- [Task objective]: Reproduce all entries word for word.

Segment Start: Records supplied

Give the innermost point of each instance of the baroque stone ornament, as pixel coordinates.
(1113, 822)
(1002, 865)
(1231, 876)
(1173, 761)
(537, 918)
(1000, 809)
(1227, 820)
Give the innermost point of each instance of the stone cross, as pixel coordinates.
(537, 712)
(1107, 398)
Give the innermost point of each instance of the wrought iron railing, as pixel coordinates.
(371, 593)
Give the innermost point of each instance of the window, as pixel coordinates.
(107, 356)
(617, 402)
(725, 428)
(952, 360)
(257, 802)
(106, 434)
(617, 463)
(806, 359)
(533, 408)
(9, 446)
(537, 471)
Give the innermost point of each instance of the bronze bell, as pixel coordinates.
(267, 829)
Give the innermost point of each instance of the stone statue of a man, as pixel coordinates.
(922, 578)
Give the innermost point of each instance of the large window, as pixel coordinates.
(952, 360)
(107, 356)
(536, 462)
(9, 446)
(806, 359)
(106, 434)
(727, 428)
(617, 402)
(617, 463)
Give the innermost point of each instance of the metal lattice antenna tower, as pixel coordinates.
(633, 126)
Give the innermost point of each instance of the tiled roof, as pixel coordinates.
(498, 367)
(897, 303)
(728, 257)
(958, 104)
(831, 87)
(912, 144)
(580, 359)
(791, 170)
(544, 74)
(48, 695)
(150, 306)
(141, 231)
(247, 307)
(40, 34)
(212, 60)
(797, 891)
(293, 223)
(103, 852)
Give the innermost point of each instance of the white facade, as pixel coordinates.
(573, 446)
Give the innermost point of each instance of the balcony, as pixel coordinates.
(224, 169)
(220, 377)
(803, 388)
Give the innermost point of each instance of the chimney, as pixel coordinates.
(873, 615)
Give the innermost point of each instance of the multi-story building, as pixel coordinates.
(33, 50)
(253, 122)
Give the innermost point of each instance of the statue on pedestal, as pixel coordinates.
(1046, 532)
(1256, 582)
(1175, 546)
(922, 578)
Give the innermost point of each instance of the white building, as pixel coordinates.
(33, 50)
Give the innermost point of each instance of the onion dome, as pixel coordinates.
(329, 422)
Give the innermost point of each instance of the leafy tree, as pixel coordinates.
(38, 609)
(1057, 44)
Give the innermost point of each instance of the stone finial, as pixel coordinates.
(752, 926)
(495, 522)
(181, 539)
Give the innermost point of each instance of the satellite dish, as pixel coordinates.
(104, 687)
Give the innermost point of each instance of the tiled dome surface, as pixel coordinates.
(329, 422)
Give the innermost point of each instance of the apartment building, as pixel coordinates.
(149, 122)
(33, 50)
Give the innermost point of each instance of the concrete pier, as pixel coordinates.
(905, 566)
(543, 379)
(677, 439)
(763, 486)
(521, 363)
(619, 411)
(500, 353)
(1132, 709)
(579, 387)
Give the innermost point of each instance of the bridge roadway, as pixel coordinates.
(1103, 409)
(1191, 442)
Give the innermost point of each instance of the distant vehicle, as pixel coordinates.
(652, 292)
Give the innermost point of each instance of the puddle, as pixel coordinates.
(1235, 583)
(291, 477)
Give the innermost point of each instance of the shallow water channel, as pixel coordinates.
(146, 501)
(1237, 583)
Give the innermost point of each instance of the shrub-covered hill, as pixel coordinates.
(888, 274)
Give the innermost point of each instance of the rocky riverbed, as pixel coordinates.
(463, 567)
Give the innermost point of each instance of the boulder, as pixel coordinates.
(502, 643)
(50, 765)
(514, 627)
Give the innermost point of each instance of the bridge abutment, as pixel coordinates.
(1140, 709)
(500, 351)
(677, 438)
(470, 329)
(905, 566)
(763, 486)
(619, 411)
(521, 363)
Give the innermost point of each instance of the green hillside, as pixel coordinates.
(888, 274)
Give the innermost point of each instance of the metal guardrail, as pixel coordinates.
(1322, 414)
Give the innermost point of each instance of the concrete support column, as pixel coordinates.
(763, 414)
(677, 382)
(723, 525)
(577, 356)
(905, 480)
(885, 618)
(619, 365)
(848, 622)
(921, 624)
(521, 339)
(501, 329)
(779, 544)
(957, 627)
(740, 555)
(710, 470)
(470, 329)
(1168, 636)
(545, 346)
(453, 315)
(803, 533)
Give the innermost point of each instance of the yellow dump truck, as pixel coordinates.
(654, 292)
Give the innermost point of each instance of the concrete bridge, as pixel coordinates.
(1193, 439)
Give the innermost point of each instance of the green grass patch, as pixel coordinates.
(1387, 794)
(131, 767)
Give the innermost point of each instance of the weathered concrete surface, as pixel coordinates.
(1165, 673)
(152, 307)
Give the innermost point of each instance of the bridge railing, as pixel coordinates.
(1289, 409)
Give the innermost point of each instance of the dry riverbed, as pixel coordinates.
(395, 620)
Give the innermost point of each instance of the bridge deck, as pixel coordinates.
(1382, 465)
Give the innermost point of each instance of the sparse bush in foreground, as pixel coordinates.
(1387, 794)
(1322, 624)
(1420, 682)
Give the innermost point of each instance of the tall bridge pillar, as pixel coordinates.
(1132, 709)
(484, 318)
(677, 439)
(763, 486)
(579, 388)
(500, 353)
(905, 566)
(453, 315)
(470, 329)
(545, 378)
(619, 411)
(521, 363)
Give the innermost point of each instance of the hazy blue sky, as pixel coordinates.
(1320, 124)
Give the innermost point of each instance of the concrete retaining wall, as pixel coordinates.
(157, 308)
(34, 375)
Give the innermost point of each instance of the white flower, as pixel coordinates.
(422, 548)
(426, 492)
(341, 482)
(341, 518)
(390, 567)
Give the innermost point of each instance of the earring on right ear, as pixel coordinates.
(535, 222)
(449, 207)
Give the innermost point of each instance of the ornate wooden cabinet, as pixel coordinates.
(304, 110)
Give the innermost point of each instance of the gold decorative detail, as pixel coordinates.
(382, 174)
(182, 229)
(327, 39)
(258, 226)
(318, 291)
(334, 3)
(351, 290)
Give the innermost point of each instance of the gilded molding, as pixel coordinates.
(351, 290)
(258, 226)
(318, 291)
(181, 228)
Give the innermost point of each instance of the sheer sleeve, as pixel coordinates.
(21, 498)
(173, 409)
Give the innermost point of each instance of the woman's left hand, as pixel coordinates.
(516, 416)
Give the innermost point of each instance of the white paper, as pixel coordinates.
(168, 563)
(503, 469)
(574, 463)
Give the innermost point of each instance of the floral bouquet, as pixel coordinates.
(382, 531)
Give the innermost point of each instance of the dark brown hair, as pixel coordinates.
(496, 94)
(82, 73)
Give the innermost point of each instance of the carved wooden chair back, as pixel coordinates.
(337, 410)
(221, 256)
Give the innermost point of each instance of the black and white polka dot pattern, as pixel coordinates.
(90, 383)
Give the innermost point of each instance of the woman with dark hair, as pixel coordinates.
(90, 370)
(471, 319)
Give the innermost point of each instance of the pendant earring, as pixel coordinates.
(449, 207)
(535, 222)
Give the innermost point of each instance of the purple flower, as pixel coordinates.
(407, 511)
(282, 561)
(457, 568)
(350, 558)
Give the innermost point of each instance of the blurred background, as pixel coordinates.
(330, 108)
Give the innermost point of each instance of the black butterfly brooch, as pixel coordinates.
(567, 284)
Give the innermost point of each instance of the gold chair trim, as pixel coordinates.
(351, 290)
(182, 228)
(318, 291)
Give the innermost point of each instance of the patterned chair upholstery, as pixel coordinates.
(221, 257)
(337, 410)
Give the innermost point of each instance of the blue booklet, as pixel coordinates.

Segment End: Records supplied

- [Result for this exercise]:
Give the innermost point of each instance of the baroque stone ornament, as pixel coordinates.
(1113, 822)
(1002, 865)
(1231, 876)
(1173, 761)
(537, 918)
(1000, 809)
(1227, 820)
Give the innermost point of each instance of the stone cross, as pixel coordinates.
(537, 712)
(1107, 398)
Give the innermost point of each instance of the wrought iron railing, as pixel coordinates.
(371, 593)
Give the innermost point of each instance of the window, as pixel coordinates.
(107, 356)
(617, 402)
(725, 428)
(952, 360)
(257, 802)
(106, 434)
(617, 463)
(806, 359)
(533, 408)
(9, 446)
(537, 471)
Give the innermost point of each instance of the bronze bell, as pixel coordinates.
(267, 829)
Give the innermost point of each instance of the stone statue of a man, as pixel coordinates.
(922, 578)
Give the innermost point of each instance of the large window, as pixel coordinates.
(952, 360)
(107, 356)
(536, 462)
(9, 446)
(806, 359)
(106, 434)
(727, 428)
(617, 402)
(617, 463)
Give the innermost point of each instance of the metal lattice antenna tower, as pixel coordinates.
(633, 126)
Give the innermost point of each instance of the tiled roof, as pixel coordinates.
(498, 367)
(897, 303)
(728, 257)
(958, 104)
(831, 87)
(912, 144)
(580, 359)
(791, 170)
(544, 74)
(48, 695)
(150, 306)
(141, 231)
(247, 307)
(40, 34)
(212, 60)
(797, 891)
(293, 223)
(103, 852)
Give the innermost point of each instance of the white facade, as pixel coordinates.
(573, 446)
Give the innermost point of each instance of the balcony, as pixel coordinates.
(224, 169)
(220, 377)
(803, 388)
Give the innermost point of each instance of the chimney, as pixel coordinates.
(873, 615)
Give the innermost point of each instance of the multi-story building, as pixel coordinates.
(33, 50)
(253, 122)
Give the innermost point of each instance of the statue on pedestal, as pixel coordinates.
(1046, 532)
(1256, 582)
(1175, 546)
(922, 578)
Give the innermost point of each instance of the white building, as pixel coordinates.
(33, 50)
Give the innermost point of each instance of the onion dome, as pixel coordinates.
(329, 422)
Give the innermost point of each instance of the leafy tree, as pixel coordinates.
(38, 609)
(1057, 44)
Give the innermost point of each instance of the stone finial, as pixel coordinates.
(752, 926)
(495, 522)
(181, 539)
Give the innermost point of each instance of the satellite dish, as pixel coordinates.
(104, 687)
Give the innermost point of each instance of the tiled dome surface, as pixel coordinates.
(329, 422)
Give the innermost point of each instance of the apartment building, as pixel coordinates.
(149, 122)
(33, 50)
Give the innermost point of each instance of the concrete pier, as pixel coordinates.
(905, 566)
(543, 379)
(677, 439)
(763, 486)
(521, 363)
(619, 411)
(500, 353)
(1132, 709)
(579, 387)
Give the innermost point of each instance of the bridge roadway, as pixel coordinates.
(1103, 409)
(1191, 442)
Give the innermost point of each instance of the distant vehicle, as pixel coordinates.
(652, 292)
Give the innermost point of each instance of the puddle, as pixel coordinates.
(1235, 583)
(291, 477)
Give the innermost point of each instance of the shallow water channel, as pixel coordinates.
(146, 501)
(1237, 583)
Give the innermost point of each instance of the shrub-covered hill, as pixel coordinates.
(888, 274)
Give the innermost point of each instance of the rocky riverbed, as pixel coordinates.
(463, 567)
Give the innermost point of each instance of the boulder, as pixel coordinates.
(502, 643)
(50, 765)
(514, 627)
Give the innermost point of each instance of the bridge abutment, as pixel coordinates.
(1140, 709)
(500, 351)
(677, 438)
(470, 329)
(905, 566)
(763, 486)
(619, 411)
(521, 363)
Give the innermost point of each instance of the green hillside, as pixel coordinates.
(888, 274)
Give the innermost point of each instance of the metal guardrail, as pixel coordinates.
(1322, 414)
Give the innermost point of each instance of the concrete support column, as pixel coordinates.
(763, 414)
(677, 382)
(723, 525)
(577, 356)
(905, 480)
(885, 618)
(619, 365)
(848, 622)
(921, 624)
(521, 339)
(501, 329)
(779, 544)
(957, 627)
(740, 555)
(710, 470)
(470, 329)
(1168, 636)
(545, 346)
(453, 315)
(803, 533)
Give the innermost point of each instance of the yellow dump truck, as pixel coordinates.
(654, 292)
Give the innermost point of each instance of the concrete bridge, as pixel coordinates.
(1193, 439)
Give the innermost point of each instance of the green grass patch, as pixel coordinates.
(1387, 794)
(131, 767)
Give the innermost point of each instance of the weathered concrete surface, as pixel coordinates.
(1165, 673)
(152, 307)
Give the innermost point of each instance of the bridge railing, as pixel coordinates.
(1289, 409)
Give the innermost point of each instance of the dry riverbed, as pixel coordinates.
(395, 620)
Give the innermost point of each instance of the bridge deck, as pixel coordinates.
(1382, 465)
Give the innermost point of each instance of the sparse bush in foreground, as pixel coordinates.
(1387, 794)
(1322, 624)
(1420, 682)
Give the innermost point of each instance of the tall bridge pillar, as pixel coordinates.
(1132, 709)
(484, 318)
(677, 439)
(763, 486)
(579, 388)
(500, 353)
(905, 566)
(453, 315)
(470, 329)
(545, 378)
(619, 411)
(521, 363)
Give the innermost point of each instance of the hazy blue sky, as pixel coordinates.
(1320, 124)
Give the innermost point of each instance of the concrete retaining wall, as pixel coordinates.
(157, 308)
(34, 375)
Give the innermost point of each instance of the white flower, as pixel coordinates.
(422, 548)
(426, 492)
(341, 482)
(341, 518)
(390, 567)
Give the innermost point of each instance of the earring on right ear, as pixel coordinates.
(535, 222)
(449, 207)
Give the innermost point of each instance of the ornate wooden cabinet, as pixel coordinates.
(304, 110)
Give the innermost point of each instance of the gold decorative detail, as pixel coordinates.
(382, 174)
(182, 229)
(327, 39)
(258, 226)
(318, 291)
(334, 3)
(351, 290)
Give the innermost point of each instance of the gilded molding, as pixel coordinates.
(351, 290)
(258, 226)
(318, 291)
(181, 228)
Give the innermost point of each instance of the sheer sleeve, as pixel coordinates.
(21, 498)
(173, 409)
Give the innermost point of each instance of the woman's left hand, as pixel coordinates.
(516, 416)
Give the innermost point of each instance of the white paper, as pixel coordinates.
(168, 563)
(503, 469)
(574, 463)
Give the innermost point of each instance of the floral bouquet, as pixel coordinates.
(382, 531)
Give the innermost point of each instance of the dark brown hair, as pixel coordinates.
(496, 94)
(82, 73)
Give the innermost point of each instance of the carved wooden chair back, as pixel coordinates.
(337, 410)
(221, 256)
Give the innermost point of each instance of the black and white polka dot pattern, as pixel coordinates.
(90, 383)
Give the innermost point of each instance of the woman with dark hair, as pixel coordinates.
(90, 370)
(471, 319)
Give the innermost point of each instance of the pendant earring, as pixel coordinates.
(449, 207)
(535, 222)
Give the innermost point of each instance of the purple flower, as pixel coordinates.
(407, 511)
(282, 561)
(457, 568)
(350, 558)
Give the innermost point of each instance of the blurred background, as pixel coordinates.
(330, 108)
Give the innermost point of each instance of the black butterfly brooch, as pixel coordinates.
(567, 284)
Give the innermost point of each instance of the gold chair trim, as pixel coordinates.
(351, 290)
(182, 228)
(318, 291)
Give the innermost point of each instance of the patterned chair upholstery, as pixel coordinates.
(221, 257)
(337, 410)
Give the innermost point of each instance of the blue booklet, as pixel coordinates.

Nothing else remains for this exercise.